Task statement ▸ Exactly reproduce all the records, keeping pictures out of the copy.

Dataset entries
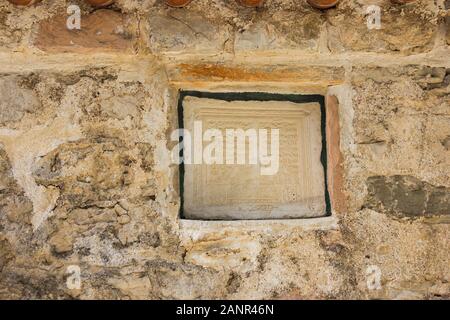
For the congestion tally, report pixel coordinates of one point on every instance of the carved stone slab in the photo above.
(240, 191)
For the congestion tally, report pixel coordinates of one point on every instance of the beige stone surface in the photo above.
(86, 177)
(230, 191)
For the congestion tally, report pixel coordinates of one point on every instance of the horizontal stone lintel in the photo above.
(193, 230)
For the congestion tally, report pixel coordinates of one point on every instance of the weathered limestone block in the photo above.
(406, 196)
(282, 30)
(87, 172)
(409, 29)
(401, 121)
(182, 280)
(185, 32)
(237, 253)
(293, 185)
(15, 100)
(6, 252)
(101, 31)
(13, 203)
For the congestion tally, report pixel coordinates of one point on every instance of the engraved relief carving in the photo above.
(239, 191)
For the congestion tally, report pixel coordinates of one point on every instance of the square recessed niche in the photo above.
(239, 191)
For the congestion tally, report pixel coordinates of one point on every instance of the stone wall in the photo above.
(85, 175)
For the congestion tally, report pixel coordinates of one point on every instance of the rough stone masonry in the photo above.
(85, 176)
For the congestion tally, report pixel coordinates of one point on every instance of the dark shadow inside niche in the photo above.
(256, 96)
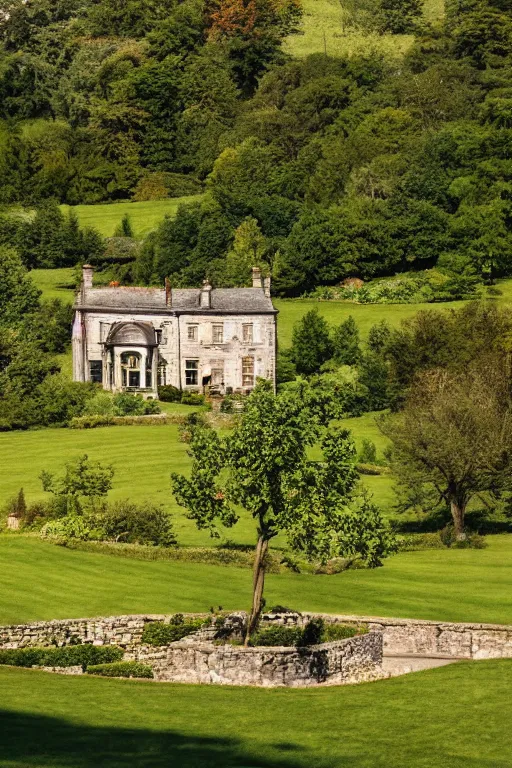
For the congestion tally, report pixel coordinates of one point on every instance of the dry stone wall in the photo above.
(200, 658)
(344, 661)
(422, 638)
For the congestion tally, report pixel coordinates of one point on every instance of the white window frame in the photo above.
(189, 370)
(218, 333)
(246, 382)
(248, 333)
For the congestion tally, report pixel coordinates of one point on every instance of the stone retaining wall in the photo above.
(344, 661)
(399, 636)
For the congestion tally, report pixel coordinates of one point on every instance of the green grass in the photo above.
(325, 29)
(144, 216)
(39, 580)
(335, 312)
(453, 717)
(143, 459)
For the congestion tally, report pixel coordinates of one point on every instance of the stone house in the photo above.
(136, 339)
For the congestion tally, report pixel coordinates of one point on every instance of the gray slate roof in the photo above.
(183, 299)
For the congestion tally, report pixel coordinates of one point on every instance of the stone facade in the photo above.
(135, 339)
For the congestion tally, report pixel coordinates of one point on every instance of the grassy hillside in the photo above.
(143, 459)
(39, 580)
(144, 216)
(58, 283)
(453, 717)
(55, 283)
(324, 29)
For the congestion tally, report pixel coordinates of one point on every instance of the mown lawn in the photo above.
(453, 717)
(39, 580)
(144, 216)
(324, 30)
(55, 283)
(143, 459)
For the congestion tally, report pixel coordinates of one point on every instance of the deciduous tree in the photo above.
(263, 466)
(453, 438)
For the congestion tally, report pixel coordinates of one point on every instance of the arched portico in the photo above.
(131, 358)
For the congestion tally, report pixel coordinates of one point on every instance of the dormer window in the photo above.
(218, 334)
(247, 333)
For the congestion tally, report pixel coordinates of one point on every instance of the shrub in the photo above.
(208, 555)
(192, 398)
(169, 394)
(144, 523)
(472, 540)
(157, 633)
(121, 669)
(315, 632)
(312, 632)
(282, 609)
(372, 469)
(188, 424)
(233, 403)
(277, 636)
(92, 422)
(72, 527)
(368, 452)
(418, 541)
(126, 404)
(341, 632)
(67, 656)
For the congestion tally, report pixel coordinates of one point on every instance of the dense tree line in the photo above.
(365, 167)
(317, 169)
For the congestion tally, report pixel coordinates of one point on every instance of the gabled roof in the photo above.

Written solution ▸
For the congestion tally, report pixel coordinates of one point on every instance of the carved stone slab in the photo above.
(240, 191)
For the congestion tally, report pixel coordinates of one point on every instance of the beige stone surface in the photo above.
(86, 177)
(230, 191)
For the congestion tally, report pixel coordinates of one point on every instance of the horizontal stone lintel in the photo above.
(193, 230)
For the congestion tally, report pixel coordinates of one point on every instance of the weathered limestone block in the photo above.
(406, 196)
(282, 30)
(87, 172)
(409, 29)
(401, 121)
(182, 280)
(185, 32)
(237, 253)
(293, 185)
(15, 100)
(6, 252)
(101, 31)
(13, 203)
For the congestion tally, report pixel coordinates of one point on every instance of the engraved relief carving in the photo above.
(239, 191)
For the congestion tally, report pixel coordinates of one point on every instance of the square recessed niche in the photo above.
(239, 191)
For the congestion tally, report pixel coordinates of one point on every instance of the stone wall in the photo above.
(85, 175)
For the congestion tally, report pixel coordinates of one point on every instance of the rough stone masonry in the photo above.
(85, 176)
For the congestion tally, report pixel coordinates of one point on every instance of the dark shadow inside niche in the photo above.
(256, 96)
For the congestion tally, report pixel coordinates of one point on every instance of the dry stone wall in the photo above.
(200, 658)
(344, 661)
(422, 638)
For the congestion tally, report pixel coordinates of one point on every instance of the white window frame in the photo above.
(189, 370)
(218, 333)
(246, 382)
(248, 333)
For the congestion tally, report pixel coordinates of one point on every instance of the stone retaining wall in the photo above.
(344, 661)
(399, 636)
For the congestion tally, report pixel coordinates of one point on every instance of the green grass in the photo above.
(325, 29)
(144, 216)
(39, 580)
(335, 312)
(453, 717)
(143, 459)
For the congestion tally, report pixel coordinates of one point on every instance of the stone house in the photo above.
(136, 339)
For the congestion tally, report pixel coordinates of one point on every instance of the gray slate roof in the photo above.
(183, 299)
For the congestion tally, report pixel coordinates of one point on every instance of the stone facade in the photo above.
(135, 339)
For the congestion tally, report pixel coordinates of one point on every instance of the grassy hillside in the photo above.
(143, 459)
(39, 580)
(144, 216)
(58, 283)
(453, 717)
(55, 283)
(324, 29)
For the congestion tally, report pixel coordinates of one point on every instance of the mown lawn in the photo above.
(453, 717)
(39, 580)
(144, 216)
(324, 30)
(55, 283)
(143, 459)
For the congestion tally, report pixel coordinates of one point on every instance of the deciduous tree in the photo above.
(263, 466)
(453, 438)
For the congestion tally, report pixel coordinates of one point on every instance of the arched portico in the photo above.
(131, 358)
For the congestion tally, report pixel coordinates of one point on every instance of the dormer window in the photo above.
(218, 334)
(247, 333)
For the congestion tally, report pixel coordinates of one point on every instance of the shrub in the photo above.
(208, 555)
(192, 398)
(169, 394)
(144, 523)
(472, 540)
(157, 633)
(121, 669)
(315, 632)
(312, 632)
(282, 609)
(372, 469)
(188, 424)
(233, 403)
(277, 636)
(92, 422)
(72, 527)
(368, 452)
(418, 541)
(126, 404)
(341, 632)
(67, 656)
For the congestion tally, report pixel coordinates of one point on every instance of the dense tree line in the photo above.
(365, 167)
(317, 169)
For the congestion tally, report pixel coordinates of one point on every instance of the gabled roof in the photo above.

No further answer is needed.